Source material:
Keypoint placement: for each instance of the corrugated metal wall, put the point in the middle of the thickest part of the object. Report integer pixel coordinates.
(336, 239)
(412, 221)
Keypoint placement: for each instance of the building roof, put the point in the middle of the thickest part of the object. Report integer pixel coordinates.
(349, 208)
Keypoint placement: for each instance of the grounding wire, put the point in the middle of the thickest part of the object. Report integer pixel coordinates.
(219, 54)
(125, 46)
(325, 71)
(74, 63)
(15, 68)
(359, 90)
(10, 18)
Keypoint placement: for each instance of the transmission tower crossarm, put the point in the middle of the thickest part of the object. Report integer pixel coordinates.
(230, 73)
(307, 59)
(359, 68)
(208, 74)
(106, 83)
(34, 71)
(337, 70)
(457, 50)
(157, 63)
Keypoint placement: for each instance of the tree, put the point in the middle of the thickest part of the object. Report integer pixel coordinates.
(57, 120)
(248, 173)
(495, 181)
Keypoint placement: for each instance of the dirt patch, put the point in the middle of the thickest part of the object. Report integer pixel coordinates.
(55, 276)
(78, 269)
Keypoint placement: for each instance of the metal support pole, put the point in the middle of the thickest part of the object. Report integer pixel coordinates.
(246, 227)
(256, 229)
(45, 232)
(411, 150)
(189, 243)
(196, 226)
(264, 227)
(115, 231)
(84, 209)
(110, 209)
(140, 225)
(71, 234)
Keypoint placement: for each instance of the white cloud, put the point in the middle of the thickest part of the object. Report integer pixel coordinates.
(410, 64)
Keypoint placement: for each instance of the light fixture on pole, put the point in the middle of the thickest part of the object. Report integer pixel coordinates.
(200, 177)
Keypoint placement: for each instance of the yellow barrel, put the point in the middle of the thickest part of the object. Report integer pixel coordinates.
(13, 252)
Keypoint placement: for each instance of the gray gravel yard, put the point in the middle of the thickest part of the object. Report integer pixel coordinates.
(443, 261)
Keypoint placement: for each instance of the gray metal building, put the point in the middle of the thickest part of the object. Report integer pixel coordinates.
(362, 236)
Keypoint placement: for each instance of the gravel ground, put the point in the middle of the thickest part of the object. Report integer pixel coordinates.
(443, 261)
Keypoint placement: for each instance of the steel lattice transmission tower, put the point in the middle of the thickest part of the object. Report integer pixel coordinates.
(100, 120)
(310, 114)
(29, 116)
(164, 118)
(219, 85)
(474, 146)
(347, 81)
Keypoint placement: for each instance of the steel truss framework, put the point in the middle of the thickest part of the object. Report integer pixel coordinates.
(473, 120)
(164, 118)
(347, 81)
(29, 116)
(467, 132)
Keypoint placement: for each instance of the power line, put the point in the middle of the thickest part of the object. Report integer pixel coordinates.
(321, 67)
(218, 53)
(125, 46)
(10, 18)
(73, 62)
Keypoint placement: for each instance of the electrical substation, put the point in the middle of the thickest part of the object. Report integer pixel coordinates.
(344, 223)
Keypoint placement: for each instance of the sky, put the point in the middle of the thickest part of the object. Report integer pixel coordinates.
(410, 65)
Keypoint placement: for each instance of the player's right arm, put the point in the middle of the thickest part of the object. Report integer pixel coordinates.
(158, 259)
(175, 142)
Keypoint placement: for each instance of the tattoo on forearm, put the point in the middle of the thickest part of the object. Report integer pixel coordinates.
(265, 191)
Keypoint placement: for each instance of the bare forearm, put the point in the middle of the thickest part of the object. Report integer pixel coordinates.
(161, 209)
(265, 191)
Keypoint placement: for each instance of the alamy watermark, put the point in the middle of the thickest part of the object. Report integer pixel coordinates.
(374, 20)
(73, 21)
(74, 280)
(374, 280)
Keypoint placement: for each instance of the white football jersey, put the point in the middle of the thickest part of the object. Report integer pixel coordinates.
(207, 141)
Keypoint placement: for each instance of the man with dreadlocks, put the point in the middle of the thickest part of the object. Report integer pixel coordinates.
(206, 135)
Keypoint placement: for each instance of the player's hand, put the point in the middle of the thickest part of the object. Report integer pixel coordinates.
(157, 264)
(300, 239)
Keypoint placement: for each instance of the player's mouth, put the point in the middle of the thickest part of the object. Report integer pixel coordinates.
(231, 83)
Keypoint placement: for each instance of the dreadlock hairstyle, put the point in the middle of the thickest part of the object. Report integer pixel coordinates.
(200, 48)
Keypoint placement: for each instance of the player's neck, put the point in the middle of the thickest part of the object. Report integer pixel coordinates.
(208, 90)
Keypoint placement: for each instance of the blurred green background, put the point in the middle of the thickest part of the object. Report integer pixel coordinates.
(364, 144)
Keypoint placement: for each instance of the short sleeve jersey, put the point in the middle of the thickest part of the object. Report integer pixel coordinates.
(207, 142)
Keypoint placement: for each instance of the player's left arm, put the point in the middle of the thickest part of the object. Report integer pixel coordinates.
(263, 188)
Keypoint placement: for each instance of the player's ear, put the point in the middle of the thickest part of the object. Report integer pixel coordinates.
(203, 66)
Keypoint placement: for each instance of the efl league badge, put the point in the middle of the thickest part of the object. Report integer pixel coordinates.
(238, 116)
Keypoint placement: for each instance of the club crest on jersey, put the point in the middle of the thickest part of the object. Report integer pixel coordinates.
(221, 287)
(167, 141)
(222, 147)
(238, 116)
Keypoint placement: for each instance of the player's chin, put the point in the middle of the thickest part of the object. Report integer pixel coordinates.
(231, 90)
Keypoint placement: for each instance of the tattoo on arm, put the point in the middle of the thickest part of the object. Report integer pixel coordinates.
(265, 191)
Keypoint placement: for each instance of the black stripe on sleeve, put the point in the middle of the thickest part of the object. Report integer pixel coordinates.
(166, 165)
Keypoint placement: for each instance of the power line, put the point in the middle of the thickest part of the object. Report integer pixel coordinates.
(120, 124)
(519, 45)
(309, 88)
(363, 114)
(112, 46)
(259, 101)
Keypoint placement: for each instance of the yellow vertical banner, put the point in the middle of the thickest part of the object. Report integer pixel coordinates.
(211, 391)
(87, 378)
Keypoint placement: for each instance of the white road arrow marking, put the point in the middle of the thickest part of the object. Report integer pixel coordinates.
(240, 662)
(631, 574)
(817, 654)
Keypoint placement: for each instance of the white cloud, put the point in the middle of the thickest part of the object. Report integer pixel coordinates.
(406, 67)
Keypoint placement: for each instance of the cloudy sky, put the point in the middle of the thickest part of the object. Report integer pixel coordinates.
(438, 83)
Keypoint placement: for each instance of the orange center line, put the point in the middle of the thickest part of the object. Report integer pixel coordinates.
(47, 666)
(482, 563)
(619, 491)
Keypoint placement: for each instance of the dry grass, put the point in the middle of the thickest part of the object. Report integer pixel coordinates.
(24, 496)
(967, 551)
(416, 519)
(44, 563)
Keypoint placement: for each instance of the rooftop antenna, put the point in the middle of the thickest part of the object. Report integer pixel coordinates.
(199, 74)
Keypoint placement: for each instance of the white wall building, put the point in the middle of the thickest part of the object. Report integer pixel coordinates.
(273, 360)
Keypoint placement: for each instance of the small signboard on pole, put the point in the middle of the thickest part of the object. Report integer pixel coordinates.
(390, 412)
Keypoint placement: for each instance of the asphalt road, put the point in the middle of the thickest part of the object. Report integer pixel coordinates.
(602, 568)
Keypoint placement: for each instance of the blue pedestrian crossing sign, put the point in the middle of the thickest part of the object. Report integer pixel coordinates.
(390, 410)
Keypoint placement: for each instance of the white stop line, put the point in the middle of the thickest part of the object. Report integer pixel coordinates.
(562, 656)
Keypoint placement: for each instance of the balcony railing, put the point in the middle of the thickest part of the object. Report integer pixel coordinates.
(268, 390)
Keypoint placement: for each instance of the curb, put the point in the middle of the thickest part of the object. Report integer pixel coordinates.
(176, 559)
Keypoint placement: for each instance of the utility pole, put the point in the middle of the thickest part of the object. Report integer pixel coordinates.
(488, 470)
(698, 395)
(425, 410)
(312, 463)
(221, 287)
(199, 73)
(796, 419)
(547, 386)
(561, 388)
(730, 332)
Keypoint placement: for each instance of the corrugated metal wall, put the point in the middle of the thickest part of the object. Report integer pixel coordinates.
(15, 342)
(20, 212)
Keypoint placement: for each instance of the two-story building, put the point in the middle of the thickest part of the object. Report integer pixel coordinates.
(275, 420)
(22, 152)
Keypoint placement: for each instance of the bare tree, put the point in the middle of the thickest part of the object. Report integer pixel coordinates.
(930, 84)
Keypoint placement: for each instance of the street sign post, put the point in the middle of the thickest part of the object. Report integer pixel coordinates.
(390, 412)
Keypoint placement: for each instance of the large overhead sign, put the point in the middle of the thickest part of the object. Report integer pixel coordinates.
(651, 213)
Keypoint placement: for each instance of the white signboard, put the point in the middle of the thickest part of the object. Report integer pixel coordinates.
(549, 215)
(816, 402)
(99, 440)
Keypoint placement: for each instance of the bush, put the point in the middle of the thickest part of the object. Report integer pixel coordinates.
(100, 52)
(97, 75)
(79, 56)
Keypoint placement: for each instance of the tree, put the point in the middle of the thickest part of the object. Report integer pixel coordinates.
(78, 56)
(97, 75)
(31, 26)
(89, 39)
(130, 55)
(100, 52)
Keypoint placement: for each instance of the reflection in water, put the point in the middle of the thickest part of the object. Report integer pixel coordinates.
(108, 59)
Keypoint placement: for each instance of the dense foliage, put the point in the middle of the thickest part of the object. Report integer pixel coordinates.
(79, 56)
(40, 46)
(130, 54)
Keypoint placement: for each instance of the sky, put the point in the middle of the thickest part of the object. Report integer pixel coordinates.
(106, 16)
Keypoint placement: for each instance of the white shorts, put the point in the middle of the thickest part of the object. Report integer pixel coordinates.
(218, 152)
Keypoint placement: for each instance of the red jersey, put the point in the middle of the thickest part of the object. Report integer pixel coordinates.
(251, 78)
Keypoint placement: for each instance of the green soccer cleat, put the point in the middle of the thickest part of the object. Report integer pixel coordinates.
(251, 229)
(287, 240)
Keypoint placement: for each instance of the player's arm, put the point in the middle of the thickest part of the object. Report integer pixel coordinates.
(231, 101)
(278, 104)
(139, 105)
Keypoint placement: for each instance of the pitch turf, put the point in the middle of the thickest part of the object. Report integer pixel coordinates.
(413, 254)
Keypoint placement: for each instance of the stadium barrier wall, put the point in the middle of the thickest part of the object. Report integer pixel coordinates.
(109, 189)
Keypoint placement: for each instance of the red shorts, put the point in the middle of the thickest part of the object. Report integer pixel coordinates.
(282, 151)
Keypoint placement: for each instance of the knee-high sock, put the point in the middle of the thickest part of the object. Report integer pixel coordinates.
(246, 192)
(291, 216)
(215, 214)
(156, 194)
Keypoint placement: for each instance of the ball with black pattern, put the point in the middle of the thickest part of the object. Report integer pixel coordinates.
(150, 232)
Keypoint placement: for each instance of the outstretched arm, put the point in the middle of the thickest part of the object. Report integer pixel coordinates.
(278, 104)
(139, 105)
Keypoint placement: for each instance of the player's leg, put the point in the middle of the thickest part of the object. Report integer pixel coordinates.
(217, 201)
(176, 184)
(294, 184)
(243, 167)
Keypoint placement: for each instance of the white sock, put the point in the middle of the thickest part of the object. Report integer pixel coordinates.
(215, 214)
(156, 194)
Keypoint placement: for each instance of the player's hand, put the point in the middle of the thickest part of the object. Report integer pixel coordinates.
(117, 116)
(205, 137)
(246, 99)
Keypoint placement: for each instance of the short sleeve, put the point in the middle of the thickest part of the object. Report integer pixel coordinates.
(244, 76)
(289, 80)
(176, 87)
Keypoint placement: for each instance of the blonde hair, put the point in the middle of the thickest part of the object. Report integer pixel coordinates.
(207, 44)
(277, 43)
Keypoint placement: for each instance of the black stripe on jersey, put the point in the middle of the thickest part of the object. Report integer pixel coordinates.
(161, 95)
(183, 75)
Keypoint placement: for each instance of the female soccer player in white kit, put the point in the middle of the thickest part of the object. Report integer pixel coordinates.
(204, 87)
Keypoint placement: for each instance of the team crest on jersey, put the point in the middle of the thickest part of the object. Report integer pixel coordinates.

What to work on:
In the listing above, find the line with "Keypoint placement: for each instance of the female", then copy it and every later line exactly, through the last line, and nothing else.

Exercise answer:
Keypoint placement: for each instance of the female soccer player in white kit, put the point in the middle of the thickest part of the object. Report integer pixel coordinates.
(204, 87)
Keypoint placement: for each instance of the team crest on jersey, put the point in the middle of the thickest part of the object. Report integer pixel coordinates.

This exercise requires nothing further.